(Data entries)

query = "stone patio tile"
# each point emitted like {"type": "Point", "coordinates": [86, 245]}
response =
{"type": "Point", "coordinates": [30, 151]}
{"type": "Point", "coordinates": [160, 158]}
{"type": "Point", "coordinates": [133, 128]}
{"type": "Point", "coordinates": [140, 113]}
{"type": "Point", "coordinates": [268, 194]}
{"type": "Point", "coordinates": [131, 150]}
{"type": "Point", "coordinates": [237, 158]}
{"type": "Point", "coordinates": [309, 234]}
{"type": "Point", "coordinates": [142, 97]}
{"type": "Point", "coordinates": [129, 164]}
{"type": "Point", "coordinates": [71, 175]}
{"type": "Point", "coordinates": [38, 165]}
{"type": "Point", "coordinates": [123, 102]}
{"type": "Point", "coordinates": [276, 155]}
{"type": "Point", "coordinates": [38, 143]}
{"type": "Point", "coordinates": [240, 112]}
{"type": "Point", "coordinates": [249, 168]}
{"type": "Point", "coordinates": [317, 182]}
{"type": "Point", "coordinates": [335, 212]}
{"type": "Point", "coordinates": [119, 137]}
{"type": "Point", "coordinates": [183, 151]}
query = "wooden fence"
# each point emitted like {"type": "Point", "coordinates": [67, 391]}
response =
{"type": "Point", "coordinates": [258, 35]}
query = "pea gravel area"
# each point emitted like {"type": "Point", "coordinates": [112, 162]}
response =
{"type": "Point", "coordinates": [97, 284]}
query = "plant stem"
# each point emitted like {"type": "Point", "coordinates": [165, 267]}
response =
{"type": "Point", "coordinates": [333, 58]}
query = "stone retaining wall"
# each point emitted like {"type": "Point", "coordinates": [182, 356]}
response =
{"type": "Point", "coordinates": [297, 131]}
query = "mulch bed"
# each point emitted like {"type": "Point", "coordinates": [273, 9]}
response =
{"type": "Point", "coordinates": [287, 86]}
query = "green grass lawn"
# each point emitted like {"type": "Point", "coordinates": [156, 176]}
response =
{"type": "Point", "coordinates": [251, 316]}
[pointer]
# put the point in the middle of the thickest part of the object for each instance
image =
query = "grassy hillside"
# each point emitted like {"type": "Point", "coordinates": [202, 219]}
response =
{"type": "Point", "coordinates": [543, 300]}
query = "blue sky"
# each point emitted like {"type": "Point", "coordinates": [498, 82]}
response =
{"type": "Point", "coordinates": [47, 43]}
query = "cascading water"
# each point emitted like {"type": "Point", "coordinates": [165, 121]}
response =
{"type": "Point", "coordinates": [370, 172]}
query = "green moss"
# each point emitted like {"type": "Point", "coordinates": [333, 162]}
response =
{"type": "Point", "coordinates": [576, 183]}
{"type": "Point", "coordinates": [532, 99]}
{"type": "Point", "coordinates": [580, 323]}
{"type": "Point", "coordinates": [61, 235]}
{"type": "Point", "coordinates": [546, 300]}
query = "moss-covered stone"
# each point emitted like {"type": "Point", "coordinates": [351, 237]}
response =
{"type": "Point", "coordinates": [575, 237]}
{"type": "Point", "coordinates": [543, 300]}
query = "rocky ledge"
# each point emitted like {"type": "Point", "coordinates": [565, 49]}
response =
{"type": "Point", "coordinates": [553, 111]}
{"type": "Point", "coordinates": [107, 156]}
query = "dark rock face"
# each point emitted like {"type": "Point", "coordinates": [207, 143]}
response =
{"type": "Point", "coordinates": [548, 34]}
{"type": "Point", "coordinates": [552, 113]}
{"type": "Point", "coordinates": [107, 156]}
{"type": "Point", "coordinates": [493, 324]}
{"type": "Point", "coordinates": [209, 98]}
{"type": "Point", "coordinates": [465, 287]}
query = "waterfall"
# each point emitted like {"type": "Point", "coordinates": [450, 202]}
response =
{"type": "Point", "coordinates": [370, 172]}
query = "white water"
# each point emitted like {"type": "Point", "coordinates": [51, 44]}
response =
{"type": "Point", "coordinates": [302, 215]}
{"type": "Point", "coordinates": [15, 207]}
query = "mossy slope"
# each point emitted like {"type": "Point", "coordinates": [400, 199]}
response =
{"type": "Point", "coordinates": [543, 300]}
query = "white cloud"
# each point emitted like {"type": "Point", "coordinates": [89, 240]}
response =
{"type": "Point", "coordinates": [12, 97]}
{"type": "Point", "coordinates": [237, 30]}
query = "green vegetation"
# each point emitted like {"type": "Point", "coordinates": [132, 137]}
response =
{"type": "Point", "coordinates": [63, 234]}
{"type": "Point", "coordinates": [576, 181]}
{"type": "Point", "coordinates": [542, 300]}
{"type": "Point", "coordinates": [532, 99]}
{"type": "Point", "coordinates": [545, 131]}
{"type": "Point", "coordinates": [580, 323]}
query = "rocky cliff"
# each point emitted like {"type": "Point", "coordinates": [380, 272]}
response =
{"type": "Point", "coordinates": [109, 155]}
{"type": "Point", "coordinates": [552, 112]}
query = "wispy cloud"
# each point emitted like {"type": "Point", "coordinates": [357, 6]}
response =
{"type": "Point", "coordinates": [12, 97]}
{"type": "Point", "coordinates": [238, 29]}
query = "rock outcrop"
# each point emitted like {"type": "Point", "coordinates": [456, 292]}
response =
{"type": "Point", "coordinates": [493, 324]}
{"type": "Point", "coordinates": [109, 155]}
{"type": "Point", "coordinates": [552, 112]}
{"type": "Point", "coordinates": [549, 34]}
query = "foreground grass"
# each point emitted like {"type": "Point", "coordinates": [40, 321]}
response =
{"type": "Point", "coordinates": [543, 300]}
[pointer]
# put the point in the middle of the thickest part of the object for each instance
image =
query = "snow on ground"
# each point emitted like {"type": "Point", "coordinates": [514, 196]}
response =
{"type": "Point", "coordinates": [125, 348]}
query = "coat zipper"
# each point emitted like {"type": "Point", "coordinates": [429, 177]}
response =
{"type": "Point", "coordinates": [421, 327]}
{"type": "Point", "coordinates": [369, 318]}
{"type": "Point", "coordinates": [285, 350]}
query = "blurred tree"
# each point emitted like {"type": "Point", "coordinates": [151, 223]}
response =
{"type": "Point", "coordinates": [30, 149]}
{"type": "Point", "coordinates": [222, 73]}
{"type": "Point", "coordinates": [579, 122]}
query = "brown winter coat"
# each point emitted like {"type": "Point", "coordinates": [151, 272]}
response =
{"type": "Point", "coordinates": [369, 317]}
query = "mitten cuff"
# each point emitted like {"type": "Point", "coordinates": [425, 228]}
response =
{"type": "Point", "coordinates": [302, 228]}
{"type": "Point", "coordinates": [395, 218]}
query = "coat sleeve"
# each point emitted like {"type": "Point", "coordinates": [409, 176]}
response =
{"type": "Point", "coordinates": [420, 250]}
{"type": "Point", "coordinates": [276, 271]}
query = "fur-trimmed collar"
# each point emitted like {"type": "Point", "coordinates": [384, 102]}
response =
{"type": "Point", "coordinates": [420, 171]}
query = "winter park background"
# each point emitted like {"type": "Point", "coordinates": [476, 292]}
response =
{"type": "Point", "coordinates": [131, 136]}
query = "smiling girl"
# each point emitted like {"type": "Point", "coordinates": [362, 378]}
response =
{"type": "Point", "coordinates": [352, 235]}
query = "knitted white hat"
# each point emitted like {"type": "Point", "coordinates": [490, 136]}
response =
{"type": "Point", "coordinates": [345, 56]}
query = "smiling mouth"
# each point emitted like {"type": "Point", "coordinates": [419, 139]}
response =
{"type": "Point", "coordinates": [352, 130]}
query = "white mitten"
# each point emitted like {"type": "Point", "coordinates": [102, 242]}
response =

_WHAT TO DO_
Word for word, copy out the entries.

_OUTPUT BELOW_
query = "stone patio tile"
# each point emitted like {"type": "Point", "coordinates": [86, 245]}
response =
{"type": "Point", "coordinates": [30, 151]}
{"type": "Point", "coordinates": [160, 158]}
{"type": "Point", "coordinates": [133, 128]}
{"type": "Point", "coordinates": [140, 113]}
{"type": "Point", "coordinates": [268, 194]}
{"type": "Point", "coordinates": [131, 150]}
{"type": "Point", "coordinates": [237, 158]}
{"type": "Point", "coordinates": [309, 234]}
{"type": "Point", "coordinates": [142, 97]}
{"type": "Point", "coordinates": [129, 164]}
{"type": "Point", "coordinates": [71, 175]}
{"type": "Point", "coordinates": [38, 165]}
{"type": "Point", "coordinates": [123, 102]}
{"type": "Point", "coordinates": [276, 155]}
{"type": "Point", "coordinates": [38, 143]}
{"type": "Point", "coordinates": [240, 112]}
{"type": "Point", "coordinates": [249, 168]}
{"type": "Point", "coordinates": [317, 182]}
{"type": "Point", "coordinates": [335, 212]}
{"type": "Point", "coordinates": [119, 137]}
{"type": "Point", "coordinates": [183, 151]}
query = "wooden fence"
# each point emitted like {"type": "Point", "coordinates": [67, 391]}
response =
{"type": "Point", "coordinates": [258, 35]}
query = "pea gravel area"
# each point emitted like {"type": "Point", "coordinates": [112, 162]}
response =
{"type": "Point", "coordinates": [97, 284]}
query = "plant stem"
# each point emitted like {"type": "Point", "coordinates": [165, 267]}
response =
{"type": "Point", "coordinates": [333, 58]}
query = "stone retaining wall"
# each point emitted like {"type": "Point", "coordinates": [182, 356]}
response =
{"type": "Point", "coordinates": [297, 131]}
query = "mulch bed"
# each point emitted like {"type": "Point", "coordinates": [273, 9]}
response =
{"type": "Point", "coordinates": [287, 86]}
query = "green grass lawn"
# each point emitted like {"type": "Point", "coordinates": [156, 176]}
response =
{"type": "Point", "coordinates": [251, 316]}
[pointer]
# put the point in the middle of the thickest part of the object for each instance
image =
query = "grassy hillside"
# each point emitted like {"type": "Point", "coordinates": [202, 219]}
response =
{"type": "Point", "coordinates": [543, 300]}
query = "blue sky"
# each point emitted like {"type": "Point", "coordinates": [498, 82]}
response =
{"type": "Point", "coordinates": [47, 43]}
query = "cascading water"
# each point emitted like {"type": "Point", "coordinates": [165, 121]}
response =
{"type": "Point", "coordinates": [370, 172]}
query = "green moss"
# each point emitted like {"type": "Point", "coordinates": [333, 162]}
response =
{"type": "Point", "coordinates": [576, 183]}
{"type": "Point", "coordinates": [532, 99]}
{"type": "Point", "coordinates": [580, 323]}
{"type": "Point", "coordinates": [61, 235]}
{"type": "Point", "coordinates": [546, 300]}
query = "moss-covered stone"
# each point emitted like {"type": "Point", "coordinates": [351, 237]}
response =
{"type": "Point", "coordinates": [575, 237]}
{"type": "Point", "coordinates": [543, 300]}
query = "rocky ledge"
# each point emitted like {"type": "Point", "coordinates": [565, 49]}
response =
{"type": "Point", "coordinates": [553, 111]}
{"type": "Point", "coordinates": [107, 156]}
query = "dark rock face"
# each point emitted like {"type": "Point", "coordinates": [207, 143]}
response =
{"type": "Point", "coordinates": [548, 34]}
{"type": "Point", "coordinates": [552, 113]}
{"type": "Point", "coordinates": [107, 156]}
{"type": "Point", "coordinates": [493, 324]}
{"type": "Point", "coordinates": [209, 98]}
{"type": "Point", "coordinates": [465, 287]}
query = "waterfall"
# each point emitted like {"type": "Point", "coordinates": [450, 202]}
response =
{"type": "Point", "coordinates": [370, 172]}
query = "white water"
# each point emitted like {"type": "Point", "coordinates": [51, 44]}
response =
{"type": "Point", "coordinates": [302, 215]}
{"type": "Point", "coordinates": [15, 207]}
query = "mossy slope"
# each point emitted like {"type": "Point", "coordinates": [400, 199]}
response =
{"type": "Point", "coordinates": [543, 300]}
query = "white cloud"
# each point emitted like {"type": "Point", "coordinates": [89, 240]}
response =
{"type": "Point", "coordinates": [12, 97]}
{"type": "Point", "coordinates": [237, 30]}
query = "green vegetation"
# each point emitted like {"type": "Point", "coordinates": [132, 137]}
response =
{"type": "Point", "coordinates": [63, 234]}
{"type": "Point", "coordinates": [576, 181]}
{"type": "Point", "coordinates": [542, 300]}
{"type": "Point", "coordinates": [532, 99]}
{"type": "Point", "coordinates": [545, 131]}
{"type": "Point", "coordinates": [580, 323]}
query = "rocky cliff"
# each point emitted like {"type": "Point", "coordinates": [380, 272]}
response =
{"type": "Point", "coordinates": [109, 155]}
{"type": "Point", "coordinates": [552, 112]}
query = "wispy cloud"
# each point emitted like {"type": "Point", "coordinates": [357, 6]}
response =
{"type": "Point", "coordinates": [12, 97]}
{"type": "Point", "coordinates": [238, 29]}
query = "rock outcrop"
# each point emitted like {"type": "Point", "coordinates": [456, 292]}
response =
{"type": "Point", "coordinates": [493, 324]}
{"type": "Point", "coordinates": [109, 155]}
{"type": "Point", "coordinates": [552, 112]}
{"type": "Point", "coordinates": [549, 34]}
query = "foreground grass"
# each point emitted like {"type": "Point", "coordinates": [40, 321]}
response =
{"type": "Point", "coordinates": [543, 300]}
[pointer]
# put the point in the middle of the thickest part of the object for each instance
image =
query = "snow on ground"
# each point emitted like {"type": "Point", "coordinates": [514, 196]}
response =
{"type": "Point", "coordinates": [125, 348]}
query = "coat zipper"
# each point emitted like {"type": "Point", "coordinates": [429, 177]}
response =
{"type": "Point", "coordinates": [421, 327]}
{"type": "Point", "coordinates": [369, 318]}
{"type": "Point", "coordinates": [285, 350]}
query = "blurred tree"
# each point emitted like {"type": "Point", "coordinates": [151, 223]}
response =
{"type": "Point", "coordinates": [30, 149]}
{"type": "Point", "coordinates": [222, 73]}
{"type": "Point", "coordinates": [579, 122]}
query = "brown winter coat"
# each point emitted like {"type": "Point", "coordinates": [151, 272]}
response =
{"type": "Point", "coordinates": [369, 317]}
query = "mitten cuff"
# each point emitted like {"type": "Point", "coordinates": [425, 228]}
response =
{"type": "Point", "coordinates": [302, 228]}
{"type": "Point", "coordinates": [395, 218]}
query = "coat sleeve"
# each point emitted like {"type": "Point", "coordinates": [409, 176]}
response =
{"type": "Point", "coordinates": [420, 250]}
{"type": "Point", "coordinates": [276, 271]}
query = "fur-trimmed collar"
# each point emitted like {"type": "Point", "coordinates": [384, 102]}
response =
{"type": "Point", "coordinates": [420, 171]}
query = "winter park background"
# each point emitted like {"type": "Point", "coordinates": [476, 292]}
response =
{"type": "Point", "coordinates": [131, 136]}
query = "smiling girl"
# each point emitted like {"type": "Point", "coordinates": [362, 378]}
response =
{"type": "Point", "coordinates": [352, 235]}
query = "knitted white hat"
# each point emitted like {"type": "Point", "coordinates": [490, 136]}
response =
{"type": "Point", "coordinates": [345, 56]}
query = "smiling mouth"
# each point emitted like {"type": "Point", "coordinates": [419, 139]}
response =
{"type": "Point", "coordinates": [352, 130]}
query = "white mitten"
# each point emitted like {"type": "Point", "coordinates": [102, 242]}
response =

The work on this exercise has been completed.